Filter the entries and keep only the lines where the string "below" appears.

* * * * *

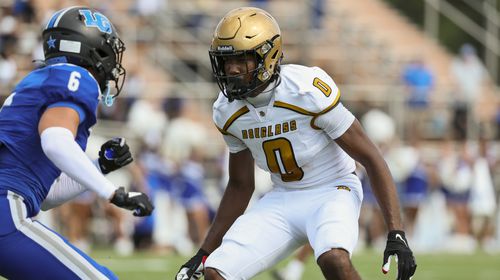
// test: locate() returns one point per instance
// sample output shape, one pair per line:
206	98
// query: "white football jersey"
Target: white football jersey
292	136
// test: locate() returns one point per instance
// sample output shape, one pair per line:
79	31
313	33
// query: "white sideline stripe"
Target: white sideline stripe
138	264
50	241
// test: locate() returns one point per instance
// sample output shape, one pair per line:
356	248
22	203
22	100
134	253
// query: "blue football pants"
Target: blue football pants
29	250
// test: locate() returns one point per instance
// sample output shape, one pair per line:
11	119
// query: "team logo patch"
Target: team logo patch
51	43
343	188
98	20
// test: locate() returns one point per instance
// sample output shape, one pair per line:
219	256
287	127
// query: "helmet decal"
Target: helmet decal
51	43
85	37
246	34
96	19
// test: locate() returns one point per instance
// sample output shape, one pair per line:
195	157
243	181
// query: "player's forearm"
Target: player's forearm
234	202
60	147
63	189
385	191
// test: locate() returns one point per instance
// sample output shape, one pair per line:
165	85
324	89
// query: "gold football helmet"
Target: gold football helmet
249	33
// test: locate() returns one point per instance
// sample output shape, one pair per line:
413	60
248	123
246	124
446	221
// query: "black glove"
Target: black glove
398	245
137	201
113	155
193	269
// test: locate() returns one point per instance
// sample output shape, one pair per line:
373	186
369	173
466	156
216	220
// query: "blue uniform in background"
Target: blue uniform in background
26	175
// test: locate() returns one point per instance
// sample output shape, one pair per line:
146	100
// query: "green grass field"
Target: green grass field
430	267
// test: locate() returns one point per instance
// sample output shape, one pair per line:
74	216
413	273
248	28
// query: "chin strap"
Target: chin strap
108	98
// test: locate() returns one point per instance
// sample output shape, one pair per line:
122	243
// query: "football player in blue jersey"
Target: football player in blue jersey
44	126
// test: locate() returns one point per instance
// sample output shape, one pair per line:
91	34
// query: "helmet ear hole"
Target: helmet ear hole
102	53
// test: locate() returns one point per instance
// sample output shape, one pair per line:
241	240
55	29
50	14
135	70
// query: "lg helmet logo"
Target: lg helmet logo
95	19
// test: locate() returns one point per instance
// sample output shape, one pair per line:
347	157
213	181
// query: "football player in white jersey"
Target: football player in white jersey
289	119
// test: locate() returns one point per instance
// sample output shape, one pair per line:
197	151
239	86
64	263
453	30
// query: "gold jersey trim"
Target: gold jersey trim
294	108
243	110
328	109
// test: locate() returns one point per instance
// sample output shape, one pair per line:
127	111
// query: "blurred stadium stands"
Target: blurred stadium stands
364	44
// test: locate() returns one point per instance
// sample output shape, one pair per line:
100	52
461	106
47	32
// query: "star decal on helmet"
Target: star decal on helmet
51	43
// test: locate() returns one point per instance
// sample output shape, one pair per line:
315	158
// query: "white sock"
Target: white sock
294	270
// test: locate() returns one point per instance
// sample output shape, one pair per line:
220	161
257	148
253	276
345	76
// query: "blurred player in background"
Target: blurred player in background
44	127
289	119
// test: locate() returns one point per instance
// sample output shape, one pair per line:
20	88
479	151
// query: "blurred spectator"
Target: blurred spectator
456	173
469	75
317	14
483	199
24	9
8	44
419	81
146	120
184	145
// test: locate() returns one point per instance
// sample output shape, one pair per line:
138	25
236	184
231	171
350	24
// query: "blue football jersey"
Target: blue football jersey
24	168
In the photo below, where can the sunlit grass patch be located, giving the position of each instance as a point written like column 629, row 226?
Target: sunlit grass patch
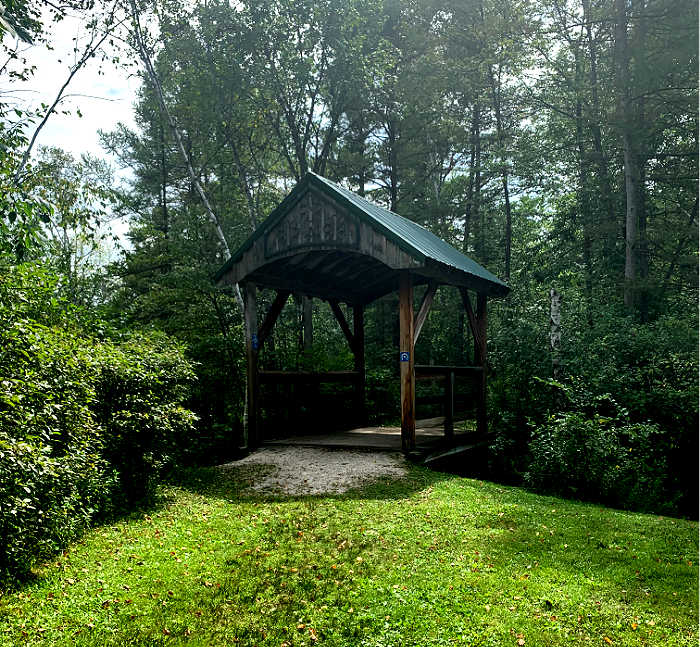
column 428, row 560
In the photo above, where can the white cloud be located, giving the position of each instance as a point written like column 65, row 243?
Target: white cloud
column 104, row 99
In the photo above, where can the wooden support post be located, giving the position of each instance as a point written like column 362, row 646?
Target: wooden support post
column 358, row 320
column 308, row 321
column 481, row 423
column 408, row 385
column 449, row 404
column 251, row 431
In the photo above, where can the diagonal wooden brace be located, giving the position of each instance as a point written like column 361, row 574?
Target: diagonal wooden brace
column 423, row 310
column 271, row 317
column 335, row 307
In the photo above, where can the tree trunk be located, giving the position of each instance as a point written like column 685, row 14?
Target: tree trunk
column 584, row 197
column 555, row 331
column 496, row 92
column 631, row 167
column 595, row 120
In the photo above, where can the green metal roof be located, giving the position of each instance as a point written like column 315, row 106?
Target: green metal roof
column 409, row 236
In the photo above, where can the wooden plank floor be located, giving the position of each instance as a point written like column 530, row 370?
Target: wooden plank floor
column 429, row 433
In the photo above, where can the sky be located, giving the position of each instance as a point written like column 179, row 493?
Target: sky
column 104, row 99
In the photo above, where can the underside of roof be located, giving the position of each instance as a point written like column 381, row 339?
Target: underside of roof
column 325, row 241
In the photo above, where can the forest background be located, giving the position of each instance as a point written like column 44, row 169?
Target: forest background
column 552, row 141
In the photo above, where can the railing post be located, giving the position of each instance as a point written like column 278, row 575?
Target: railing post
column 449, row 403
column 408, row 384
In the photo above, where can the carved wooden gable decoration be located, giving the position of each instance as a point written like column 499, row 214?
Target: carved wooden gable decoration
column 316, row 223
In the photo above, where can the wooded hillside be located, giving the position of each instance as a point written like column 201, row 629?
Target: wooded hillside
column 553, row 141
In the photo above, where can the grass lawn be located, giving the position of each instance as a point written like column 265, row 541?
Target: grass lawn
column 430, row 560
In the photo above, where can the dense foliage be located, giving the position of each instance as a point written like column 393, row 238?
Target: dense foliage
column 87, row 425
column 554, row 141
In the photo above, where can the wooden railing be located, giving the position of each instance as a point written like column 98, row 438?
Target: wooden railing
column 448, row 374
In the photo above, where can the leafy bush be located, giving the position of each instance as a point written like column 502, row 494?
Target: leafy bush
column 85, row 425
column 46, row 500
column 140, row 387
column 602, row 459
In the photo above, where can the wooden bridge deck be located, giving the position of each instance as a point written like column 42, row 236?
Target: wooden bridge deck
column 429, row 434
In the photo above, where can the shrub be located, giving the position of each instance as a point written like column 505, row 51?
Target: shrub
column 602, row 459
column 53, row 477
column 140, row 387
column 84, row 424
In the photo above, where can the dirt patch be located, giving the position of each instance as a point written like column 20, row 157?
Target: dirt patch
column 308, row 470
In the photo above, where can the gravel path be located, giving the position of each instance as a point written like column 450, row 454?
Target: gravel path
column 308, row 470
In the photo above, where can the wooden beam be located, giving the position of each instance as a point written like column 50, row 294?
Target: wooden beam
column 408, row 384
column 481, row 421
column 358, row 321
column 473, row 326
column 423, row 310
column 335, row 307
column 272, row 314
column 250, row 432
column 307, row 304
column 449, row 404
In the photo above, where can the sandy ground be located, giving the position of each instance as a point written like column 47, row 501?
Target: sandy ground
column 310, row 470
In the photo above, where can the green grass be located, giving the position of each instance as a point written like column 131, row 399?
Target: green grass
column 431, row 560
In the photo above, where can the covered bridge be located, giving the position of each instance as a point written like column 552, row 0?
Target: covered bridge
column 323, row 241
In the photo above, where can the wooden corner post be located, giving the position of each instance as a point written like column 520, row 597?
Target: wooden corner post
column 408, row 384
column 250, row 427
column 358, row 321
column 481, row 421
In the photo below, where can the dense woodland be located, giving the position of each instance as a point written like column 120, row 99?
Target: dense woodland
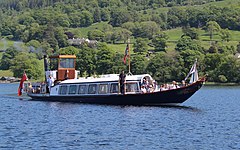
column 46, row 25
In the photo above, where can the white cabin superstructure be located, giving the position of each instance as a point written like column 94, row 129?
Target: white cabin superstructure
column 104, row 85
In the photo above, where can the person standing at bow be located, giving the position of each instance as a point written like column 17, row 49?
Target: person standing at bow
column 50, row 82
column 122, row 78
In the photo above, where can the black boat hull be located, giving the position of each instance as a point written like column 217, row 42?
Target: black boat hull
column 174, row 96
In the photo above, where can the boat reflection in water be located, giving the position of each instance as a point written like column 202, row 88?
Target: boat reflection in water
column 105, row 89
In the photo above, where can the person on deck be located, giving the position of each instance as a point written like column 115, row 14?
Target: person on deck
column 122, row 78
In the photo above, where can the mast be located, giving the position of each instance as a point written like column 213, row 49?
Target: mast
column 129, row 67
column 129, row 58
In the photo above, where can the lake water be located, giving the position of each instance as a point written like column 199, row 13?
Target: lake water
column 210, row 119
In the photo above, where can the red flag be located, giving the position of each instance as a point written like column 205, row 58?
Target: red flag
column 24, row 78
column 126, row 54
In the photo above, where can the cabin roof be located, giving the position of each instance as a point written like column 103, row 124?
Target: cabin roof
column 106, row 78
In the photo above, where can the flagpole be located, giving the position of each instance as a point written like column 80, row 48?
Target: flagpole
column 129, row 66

* * * * *

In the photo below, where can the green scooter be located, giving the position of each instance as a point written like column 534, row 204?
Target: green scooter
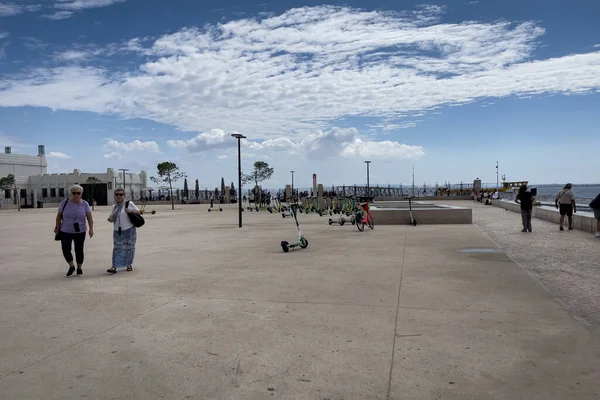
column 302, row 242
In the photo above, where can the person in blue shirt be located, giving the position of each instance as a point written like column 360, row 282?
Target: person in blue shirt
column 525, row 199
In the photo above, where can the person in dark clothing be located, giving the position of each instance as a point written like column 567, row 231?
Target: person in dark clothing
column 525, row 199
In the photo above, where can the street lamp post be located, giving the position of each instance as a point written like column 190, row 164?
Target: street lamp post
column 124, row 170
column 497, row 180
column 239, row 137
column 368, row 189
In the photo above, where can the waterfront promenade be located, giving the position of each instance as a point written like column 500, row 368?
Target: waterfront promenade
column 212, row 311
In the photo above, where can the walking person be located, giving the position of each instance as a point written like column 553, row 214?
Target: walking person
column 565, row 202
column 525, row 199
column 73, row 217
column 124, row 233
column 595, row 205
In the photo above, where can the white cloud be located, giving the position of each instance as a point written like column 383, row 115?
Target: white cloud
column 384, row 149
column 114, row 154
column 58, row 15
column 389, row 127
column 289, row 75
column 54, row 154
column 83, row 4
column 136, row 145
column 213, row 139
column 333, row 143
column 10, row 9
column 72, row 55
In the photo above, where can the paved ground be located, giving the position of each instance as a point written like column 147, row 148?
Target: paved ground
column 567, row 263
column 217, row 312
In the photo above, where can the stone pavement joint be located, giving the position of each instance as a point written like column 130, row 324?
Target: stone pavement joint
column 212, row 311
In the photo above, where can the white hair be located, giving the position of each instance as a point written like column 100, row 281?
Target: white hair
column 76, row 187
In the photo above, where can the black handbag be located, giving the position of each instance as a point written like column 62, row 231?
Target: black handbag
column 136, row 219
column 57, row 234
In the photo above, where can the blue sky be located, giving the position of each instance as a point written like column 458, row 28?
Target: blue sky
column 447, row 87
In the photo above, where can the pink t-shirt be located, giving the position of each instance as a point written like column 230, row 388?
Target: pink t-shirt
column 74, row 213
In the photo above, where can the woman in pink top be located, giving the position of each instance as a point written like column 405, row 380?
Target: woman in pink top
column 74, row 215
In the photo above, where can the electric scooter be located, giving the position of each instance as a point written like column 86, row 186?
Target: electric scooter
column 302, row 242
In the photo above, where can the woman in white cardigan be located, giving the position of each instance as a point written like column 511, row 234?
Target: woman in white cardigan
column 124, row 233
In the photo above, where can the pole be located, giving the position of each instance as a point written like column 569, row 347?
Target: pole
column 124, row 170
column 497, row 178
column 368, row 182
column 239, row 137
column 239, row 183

* * * * *

● **ANSWER BOX**:
In the photo below, where can the sunlit grass patch be located, giving the position of each instance as a point written like column 629, row 226?
In the photo below, where can the dense woodland be located, giving the position of each instance as a point written like column 120, row 99?
In the photo below, where can the green scooter be located, giving the position of each instance as a point written like column 534, row 204?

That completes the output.